## Stated task
All lines from the one containing "# point at: green hedge" through the final line of the records below should be reproduced exactly, with the pictures left out.
* BEGIN Information provided *
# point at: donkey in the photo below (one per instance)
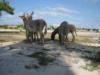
(63, 31)
(38, 26)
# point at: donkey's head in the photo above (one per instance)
(24, 18)
(29, 16)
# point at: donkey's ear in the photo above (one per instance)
(20, 17)
(32, 13)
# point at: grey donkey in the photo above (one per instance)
(38, 26)
(63, 31)
(29, 35)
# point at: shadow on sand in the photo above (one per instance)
(13, 57)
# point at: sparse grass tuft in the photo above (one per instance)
(43, 58)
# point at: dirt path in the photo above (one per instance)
(13, 59)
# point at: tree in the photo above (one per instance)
(4, 6)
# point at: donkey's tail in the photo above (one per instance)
(75, 33)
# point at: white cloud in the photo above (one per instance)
(57, 11)
(92, 1)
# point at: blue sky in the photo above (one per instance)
(82, 13)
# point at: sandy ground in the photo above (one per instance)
(13, 56)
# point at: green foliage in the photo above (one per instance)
(4, 6)
(51, 28)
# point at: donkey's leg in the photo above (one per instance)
(42, 38)
(66, 38)
(73, 39)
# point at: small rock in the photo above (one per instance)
(32, 66)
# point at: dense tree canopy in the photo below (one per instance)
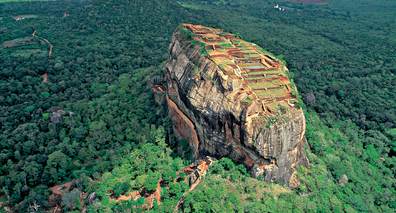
(87, 113)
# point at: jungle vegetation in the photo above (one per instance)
(96, 115)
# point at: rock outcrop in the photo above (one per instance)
(229, 97)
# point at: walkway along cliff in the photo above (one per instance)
(229, 97)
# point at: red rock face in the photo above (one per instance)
(208, 109)
(183, 126)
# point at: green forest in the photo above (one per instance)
(76, 104)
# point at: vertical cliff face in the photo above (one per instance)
(229, 97)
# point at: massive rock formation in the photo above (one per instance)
(229, 97)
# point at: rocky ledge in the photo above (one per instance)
(229, 97)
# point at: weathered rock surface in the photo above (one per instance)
(209, 109)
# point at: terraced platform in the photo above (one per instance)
(260, 72)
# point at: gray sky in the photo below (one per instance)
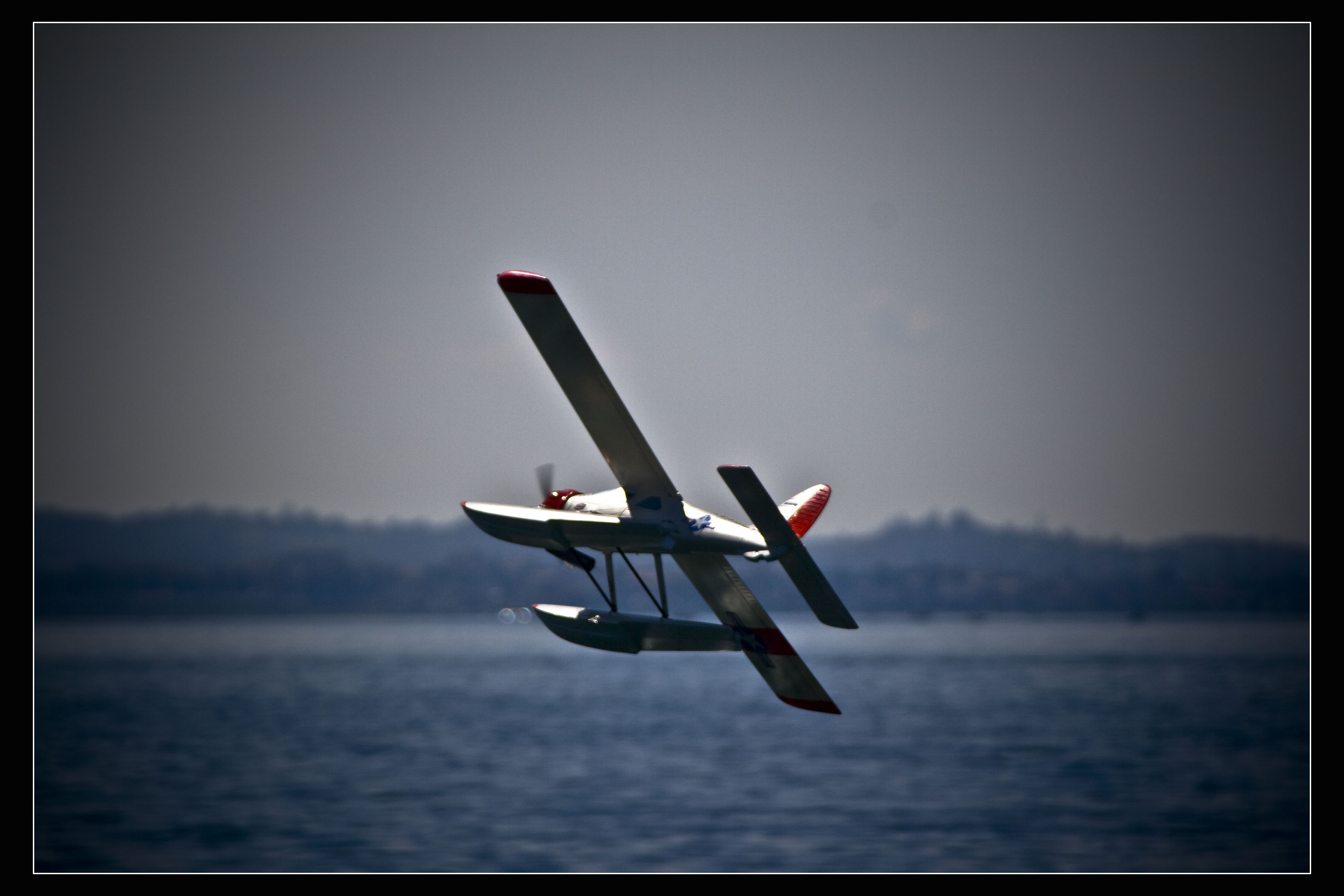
(1041, 273)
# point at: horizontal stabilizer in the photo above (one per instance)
(777, 532)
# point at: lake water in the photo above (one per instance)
(457, 743)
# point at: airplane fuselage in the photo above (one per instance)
(604, 522)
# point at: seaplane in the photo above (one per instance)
(647, 515)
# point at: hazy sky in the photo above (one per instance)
(1041, 273)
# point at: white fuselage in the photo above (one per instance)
(603, 522)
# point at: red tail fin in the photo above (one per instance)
(803, 510)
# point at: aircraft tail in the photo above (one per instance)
(779, 534)
(803, 510)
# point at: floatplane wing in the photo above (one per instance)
(651, 518)
(765, 645)
(585, 383)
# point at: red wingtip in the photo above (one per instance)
(528, 283)
(814, 706)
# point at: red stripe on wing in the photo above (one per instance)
(815, 706)
(775, 643)
(528, 283)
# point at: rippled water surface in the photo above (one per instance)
(451, 743)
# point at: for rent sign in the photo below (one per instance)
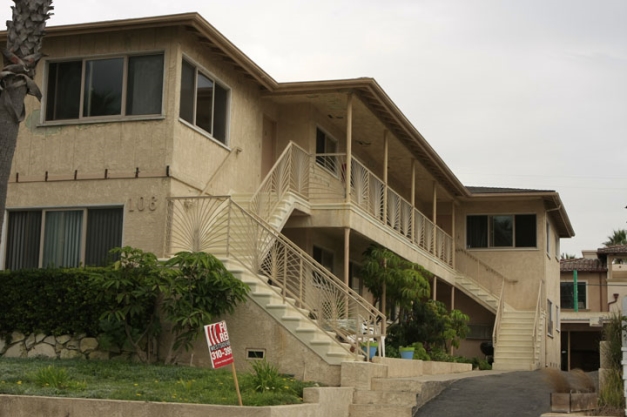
(219, 345)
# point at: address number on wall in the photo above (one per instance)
(142, 203)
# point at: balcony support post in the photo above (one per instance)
(385, 176)
(413, 200)
(452, 308)
(349, 147)
(347, 235)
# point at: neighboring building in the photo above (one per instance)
(601, 284)
(159, 133)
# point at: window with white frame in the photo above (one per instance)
(323, 257)
(204, 102)
(501, 231)
(105, 87)
(355, 282)
(62, 238)
(548, 239)
(567, 294)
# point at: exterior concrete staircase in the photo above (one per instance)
(477, 292)
(514, 349)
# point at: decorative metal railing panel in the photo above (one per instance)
(290, 173)
(369, 193)
(262, 250)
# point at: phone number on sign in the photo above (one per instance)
(222, 352)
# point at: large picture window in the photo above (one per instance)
(62, 238)
(501, 231)
(118, 86)
(204, 102)
(325, 144)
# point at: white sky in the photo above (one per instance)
(510, 93)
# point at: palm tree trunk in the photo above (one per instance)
(24, 40)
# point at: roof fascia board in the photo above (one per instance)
(373, 88)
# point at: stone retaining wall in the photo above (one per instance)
(60, 347)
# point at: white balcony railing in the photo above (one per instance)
(218, 225)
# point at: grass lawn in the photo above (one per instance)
(122, 380)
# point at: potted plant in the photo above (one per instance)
(407, 352)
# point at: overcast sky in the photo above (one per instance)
(525, 94)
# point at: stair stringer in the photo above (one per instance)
(514, 349)
(294, 320)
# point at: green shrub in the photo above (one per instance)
(266, 376)
(51, 376)
(51, 301)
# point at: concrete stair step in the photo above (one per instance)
(396, 384)
(379, 410)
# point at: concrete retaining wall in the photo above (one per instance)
(329, 402)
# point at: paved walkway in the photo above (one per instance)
(502, 394)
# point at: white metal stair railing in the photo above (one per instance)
(223, 228)
(381, 202)
(290, 173)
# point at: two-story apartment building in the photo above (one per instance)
(159, 133)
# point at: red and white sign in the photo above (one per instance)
(219, 345)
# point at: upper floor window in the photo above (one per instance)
(117, 86)
(204, 102)
(62, 238)
(548, 239)
(501, 231)
(326, 147)
(567, 295)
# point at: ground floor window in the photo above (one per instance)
(62, 238)
(354, 278)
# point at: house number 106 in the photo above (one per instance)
(142, 204)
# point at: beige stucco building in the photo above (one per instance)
(601, 283)
(159, 133)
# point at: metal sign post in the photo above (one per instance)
(624, 346)
(220, 350)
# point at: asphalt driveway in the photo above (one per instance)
(511, 394)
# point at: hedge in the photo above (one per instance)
(50, 301)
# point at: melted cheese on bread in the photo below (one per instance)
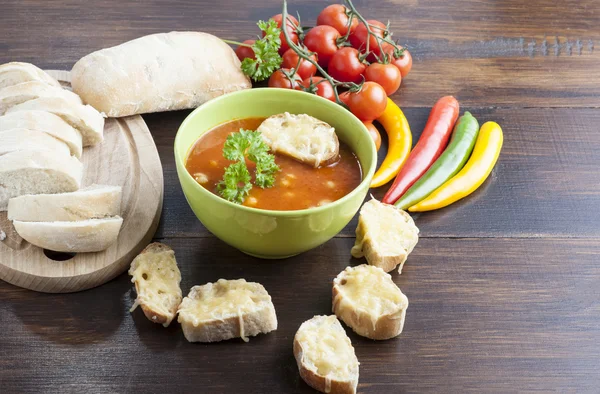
(302, 137)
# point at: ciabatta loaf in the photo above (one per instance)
(84, 118)
(226, 309)
(92, 235)
(156, 277)
(17, 72)
(385, 235)
(367, 300)
(25, 91)
(159, 72)
(325, 356)
(35, 172)
(25, 139)
(45, 122)
(302, 137)
(93, 202)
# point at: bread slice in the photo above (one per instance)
(92, 235)
(93, 202)
(36, 172)
(367, 300)
(84, 118)
(226, 309)
(45, 122)
(156, 278)
(24, 139)
(302, 137)
(325, 356)
(25, 91)
(385, 235)
(16, 72)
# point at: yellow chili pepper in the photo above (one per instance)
(400, 142)
(474, 173)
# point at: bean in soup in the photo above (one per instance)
(297, 186)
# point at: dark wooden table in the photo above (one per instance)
(504, 287)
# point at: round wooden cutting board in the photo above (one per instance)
(128, 158)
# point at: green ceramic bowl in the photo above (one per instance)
(264, 233)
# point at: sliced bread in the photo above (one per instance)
(25, 91)
(325, 356)
(226, 309)
(92, 235)
(93, 202)
(302, 137)
(24, 139)
(385, 235)
(156, 278)
(36, 172)
(16, 72)
(84, 118)
(45, 122)
(367, 300)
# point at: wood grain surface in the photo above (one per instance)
(504, 287)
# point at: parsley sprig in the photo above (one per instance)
(266, 53)
(236, 183)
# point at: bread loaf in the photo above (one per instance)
(84, 118)
(35, 172)
(25, 91)
(45, 122)
(16, 72)
(93, 202)
(159, 72)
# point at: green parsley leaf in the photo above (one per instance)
(266, 51)
(239, 146)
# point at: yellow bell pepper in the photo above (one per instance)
(474, 173)
(399, 144)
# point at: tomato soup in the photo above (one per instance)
(297, 185)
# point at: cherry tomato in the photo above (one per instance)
(292, 24)
(244, 52)
(336, 16)
(358, 39)
(306, 69)
(279, 80)
(345, 65)
(369, 103)
(323, 87)
(404, 62)
(374, 134)
(323, 41)
(387, 75)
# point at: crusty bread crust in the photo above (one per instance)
(154, 315)
(363, 322)
(261, 320)
(158, 72)
(319, 382)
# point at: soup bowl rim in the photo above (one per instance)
(181, 161)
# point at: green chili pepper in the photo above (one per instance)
(447, 165)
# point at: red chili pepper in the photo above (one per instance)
(430, 146)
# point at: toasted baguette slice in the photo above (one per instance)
(302, 137)
(45, 122)
(367, 300)
(84, 118)
(16, 72)
(156, 277)
(36, 172)
(93, 202)
(92, 235)
(24, 139)
(385, 235)
(325, 356)
(226, 309)
(25, 91)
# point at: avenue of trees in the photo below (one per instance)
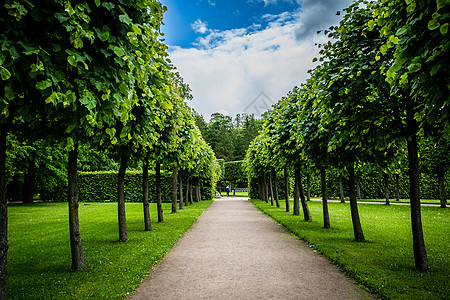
(93, 76)
(381, 90)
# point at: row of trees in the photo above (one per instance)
(94, 73)
(229, 138)
(382, 84)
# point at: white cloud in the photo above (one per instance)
(228, 70)
(200, 27)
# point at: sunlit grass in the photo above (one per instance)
(39, 256)
(385, 263)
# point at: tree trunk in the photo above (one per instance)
(28, 184)
(3, 214)
(265, 192)
(308, 187)
(260, 193)
(199, 190)
(147, 219)
(286, 188)
(76, 247)
(420, 253)
(357, 229)
(341, 190)
(326, 216)
(306, 213)
(277, 198)
(296, 194)
(358, 187)
(397, 187)
(158, 192)
(180, 184)
(187, 192)
(271, 188)
(191, 194)
(441, 181)
(386, 187)
(174, 188)
(123, 236)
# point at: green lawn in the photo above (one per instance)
(39, 255)
(385, 263)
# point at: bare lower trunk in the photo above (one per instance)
(191, 196)
(76, 247)
(174, 189)
(357, 229)
(147, 219)
(158, 192)
(123, 236)
(296, 195)
(277, 198)
(326, 216)
(341, 190)
(358, 188)
(180, 184)
(187, 192)
(3, 215)
(306, 213)
(420, 253)
(308, 187)
(441, 181)
(286, 188)
(28, 184)
(386, 187)
(271, 188)
(265, 192)
(397, 187)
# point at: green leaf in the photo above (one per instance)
(401, 31)
(435, 69)
(414, 67)
(394, 40)
(9, 93)
(42, 85)
(70, 128)
(70, 144)
(88, 100)
(4, 73)
(72, 60)
(433, 24)
(119, 51)
(125, 19)
(444, 29)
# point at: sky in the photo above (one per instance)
(242, 56)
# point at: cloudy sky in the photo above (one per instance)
(240, 56)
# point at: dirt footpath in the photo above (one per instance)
(236, 252)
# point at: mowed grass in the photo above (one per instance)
(39, 259)
(384, 264)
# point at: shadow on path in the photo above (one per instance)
(235, 252)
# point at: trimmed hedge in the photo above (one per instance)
(371, 184)
(102, 186)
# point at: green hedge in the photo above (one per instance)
(371, 184)
(102, 186)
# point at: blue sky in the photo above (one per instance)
(235, 54)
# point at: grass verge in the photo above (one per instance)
(39, 255)
(384, 264)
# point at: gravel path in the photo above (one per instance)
(236, 252)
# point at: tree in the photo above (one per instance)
(417, 32)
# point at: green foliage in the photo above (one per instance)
(102, 186)
(39, 260)
(384, 264)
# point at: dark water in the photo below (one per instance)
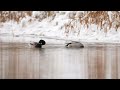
(18, 61)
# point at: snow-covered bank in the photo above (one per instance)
(67, 25)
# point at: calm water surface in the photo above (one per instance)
(19, 61)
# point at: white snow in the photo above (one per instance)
(27, 31)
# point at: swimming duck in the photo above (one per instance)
(38, 44)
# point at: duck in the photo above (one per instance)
(79, 45)
(38, 44)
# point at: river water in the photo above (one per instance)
(19, 61)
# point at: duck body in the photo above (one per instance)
(38, 44)
(74, 44)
* END Information provided *
## Exercise output
# point at: green hedge in the photo above (one per instance)
(371, 184)
(102, 186)
# point at: blue sky in the photo above (one per instance)
(235, 54)
# point at: grass verge in the photo above (one per instance)
(39, 255)
(384, 264)
# point at: gravel path in the photo above (one per instance)
(236, 252)
# point at: tree in the photo above (one per instance)
(417, 32)
# point at: green foliage in the photo above (one per instance)
(102, 186)
(39, 260)
(384, 264)
# point at: dark water in the photo below (one per instance)
(18, 61)
# point at: snow-covered bank in the photo above (one per instance)
(67, 25)
# point at: calm water surface in the photo above (one per instance)
(19, 61)
# point at: white snow in the photo above (one per instance)
(27, 31)
# point at: swimming duck in the photo above (one per instance)
(38, 44)
# point at: duck in the photo above (one per instance)
(79, 45)
(38, 44)
# point at: river water in the photo above (one per instance)
(19, 61)
# point at: duck body in the photo above (one per instance)
(38, 44)
(74, 44)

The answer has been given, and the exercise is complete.